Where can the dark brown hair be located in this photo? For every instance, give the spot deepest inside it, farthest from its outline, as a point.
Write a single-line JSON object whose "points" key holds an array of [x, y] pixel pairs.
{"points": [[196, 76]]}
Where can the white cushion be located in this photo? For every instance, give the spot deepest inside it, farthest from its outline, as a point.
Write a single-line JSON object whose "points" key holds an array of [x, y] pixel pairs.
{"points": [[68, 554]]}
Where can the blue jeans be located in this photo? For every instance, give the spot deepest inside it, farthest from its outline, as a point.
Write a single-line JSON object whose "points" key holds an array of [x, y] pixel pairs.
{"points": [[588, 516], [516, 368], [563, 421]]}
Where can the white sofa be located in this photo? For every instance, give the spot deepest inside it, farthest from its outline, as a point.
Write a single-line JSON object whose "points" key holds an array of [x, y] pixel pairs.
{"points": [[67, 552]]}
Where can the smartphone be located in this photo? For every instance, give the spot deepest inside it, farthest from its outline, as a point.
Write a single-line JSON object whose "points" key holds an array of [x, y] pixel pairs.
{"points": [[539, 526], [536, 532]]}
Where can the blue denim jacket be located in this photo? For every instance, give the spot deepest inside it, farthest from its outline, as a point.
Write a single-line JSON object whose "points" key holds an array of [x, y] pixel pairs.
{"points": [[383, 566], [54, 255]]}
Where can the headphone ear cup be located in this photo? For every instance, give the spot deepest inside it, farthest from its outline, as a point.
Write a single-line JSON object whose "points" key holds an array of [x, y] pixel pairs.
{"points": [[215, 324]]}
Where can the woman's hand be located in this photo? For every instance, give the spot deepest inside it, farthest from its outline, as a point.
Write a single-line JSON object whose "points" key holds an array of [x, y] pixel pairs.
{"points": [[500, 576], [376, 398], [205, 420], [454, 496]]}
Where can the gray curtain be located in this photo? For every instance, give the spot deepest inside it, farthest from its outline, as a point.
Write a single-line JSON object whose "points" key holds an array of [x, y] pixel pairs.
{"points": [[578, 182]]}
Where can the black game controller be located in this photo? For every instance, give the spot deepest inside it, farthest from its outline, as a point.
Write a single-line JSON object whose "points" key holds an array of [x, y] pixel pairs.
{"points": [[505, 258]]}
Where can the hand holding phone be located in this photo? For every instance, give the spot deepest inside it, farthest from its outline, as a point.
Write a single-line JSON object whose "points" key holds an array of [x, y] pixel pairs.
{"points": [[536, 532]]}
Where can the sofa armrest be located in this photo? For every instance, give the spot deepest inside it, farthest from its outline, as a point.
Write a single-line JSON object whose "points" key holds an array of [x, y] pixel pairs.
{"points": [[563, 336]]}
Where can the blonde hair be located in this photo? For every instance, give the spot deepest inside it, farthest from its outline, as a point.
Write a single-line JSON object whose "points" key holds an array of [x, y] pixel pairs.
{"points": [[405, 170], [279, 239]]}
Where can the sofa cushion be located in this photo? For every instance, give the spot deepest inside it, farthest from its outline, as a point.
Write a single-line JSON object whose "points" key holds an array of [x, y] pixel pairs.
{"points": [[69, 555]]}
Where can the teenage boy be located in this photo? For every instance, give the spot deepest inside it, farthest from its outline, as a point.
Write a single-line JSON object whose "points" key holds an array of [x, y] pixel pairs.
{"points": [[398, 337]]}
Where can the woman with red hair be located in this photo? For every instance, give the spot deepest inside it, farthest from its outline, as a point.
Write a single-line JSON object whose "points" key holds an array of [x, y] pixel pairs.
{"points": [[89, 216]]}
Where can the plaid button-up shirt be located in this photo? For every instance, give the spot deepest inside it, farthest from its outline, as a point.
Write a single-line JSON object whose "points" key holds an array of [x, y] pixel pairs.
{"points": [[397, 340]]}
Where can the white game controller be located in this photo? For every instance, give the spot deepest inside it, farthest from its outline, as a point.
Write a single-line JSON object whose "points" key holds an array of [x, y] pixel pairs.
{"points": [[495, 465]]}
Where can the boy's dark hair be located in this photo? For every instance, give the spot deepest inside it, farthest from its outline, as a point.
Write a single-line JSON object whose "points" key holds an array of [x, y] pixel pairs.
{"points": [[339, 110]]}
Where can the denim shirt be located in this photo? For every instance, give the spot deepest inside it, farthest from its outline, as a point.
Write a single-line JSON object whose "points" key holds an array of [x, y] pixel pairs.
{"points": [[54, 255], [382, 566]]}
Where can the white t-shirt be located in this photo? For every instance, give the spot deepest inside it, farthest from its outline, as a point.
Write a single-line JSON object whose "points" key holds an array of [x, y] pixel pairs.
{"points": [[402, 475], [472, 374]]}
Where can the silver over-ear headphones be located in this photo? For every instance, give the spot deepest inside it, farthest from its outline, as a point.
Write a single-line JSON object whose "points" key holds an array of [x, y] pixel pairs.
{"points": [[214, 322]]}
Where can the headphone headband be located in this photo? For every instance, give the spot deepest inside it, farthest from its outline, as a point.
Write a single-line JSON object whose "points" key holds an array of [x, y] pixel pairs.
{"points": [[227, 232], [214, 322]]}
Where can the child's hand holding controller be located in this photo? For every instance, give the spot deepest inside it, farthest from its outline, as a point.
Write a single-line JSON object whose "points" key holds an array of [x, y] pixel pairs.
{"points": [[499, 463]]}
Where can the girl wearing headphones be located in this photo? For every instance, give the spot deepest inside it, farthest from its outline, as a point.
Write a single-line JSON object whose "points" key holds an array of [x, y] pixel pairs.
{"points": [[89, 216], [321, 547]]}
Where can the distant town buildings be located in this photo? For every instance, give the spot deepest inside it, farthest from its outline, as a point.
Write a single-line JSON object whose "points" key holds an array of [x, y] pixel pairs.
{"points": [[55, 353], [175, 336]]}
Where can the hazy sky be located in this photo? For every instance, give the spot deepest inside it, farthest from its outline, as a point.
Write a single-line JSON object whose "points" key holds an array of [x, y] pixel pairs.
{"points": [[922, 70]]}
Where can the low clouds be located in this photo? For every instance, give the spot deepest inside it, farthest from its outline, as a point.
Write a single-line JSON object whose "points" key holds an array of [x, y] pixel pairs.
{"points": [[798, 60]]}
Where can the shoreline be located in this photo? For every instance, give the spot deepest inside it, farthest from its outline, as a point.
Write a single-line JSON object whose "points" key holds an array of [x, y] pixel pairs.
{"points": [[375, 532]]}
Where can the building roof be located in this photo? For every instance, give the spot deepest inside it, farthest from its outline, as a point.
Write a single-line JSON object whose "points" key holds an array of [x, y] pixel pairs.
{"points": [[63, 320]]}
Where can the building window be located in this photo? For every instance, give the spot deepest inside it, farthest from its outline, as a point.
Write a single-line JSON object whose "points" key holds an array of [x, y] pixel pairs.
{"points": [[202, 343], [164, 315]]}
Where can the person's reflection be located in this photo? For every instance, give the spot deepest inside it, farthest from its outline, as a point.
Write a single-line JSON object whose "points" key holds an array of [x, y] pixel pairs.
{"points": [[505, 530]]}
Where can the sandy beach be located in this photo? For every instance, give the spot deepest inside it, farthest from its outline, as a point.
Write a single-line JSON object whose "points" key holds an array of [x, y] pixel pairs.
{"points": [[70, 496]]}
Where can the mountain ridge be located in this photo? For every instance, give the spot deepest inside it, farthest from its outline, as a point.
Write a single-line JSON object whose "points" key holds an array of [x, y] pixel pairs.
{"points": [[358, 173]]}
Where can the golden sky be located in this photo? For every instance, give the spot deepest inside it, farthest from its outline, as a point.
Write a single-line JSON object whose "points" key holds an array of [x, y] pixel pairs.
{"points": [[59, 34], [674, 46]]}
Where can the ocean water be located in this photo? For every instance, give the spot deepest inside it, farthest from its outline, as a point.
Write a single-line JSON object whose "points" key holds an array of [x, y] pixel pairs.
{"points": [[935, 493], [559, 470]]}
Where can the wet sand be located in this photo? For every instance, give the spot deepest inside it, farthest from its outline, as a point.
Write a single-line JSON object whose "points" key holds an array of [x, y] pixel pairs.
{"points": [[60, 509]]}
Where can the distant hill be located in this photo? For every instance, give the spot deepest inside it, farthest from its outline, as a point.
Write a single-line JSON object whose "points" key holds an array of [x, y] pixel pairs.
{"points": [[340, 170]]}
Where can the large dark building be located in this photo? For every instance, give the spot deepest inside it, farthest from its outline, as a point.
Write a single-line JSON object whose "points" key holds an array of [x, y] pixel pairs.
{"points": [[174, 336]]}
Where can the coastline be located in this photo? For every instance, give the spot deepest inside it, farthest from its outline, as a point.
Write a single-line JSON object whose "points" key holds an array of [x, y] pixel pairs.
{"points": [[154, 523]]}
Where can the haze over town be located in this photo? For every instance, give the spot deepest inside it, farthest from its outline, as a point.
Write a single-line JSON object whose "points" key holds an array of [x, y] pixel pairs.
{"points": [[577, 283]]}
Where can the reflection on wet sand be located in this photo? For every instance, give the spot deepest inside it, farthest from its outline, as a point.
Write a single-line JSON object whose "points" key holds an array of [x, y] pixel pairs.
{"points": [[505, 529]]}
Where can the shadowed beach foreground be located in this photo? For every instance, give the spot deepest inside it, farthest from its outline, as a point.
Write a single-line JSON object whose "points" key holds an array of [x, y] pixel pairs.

*Requirement*: The expected answer is every line in the data above that carries the string "town".

*Task response*:
Where can the distant town buildings be located in this photo? For every instance, give the spot deepest inside it, farthest from its outline, as a point.
Where can the haze over town be located in this photo? For every instance, give the spot deepest inside it, farthest from its outline, as a point.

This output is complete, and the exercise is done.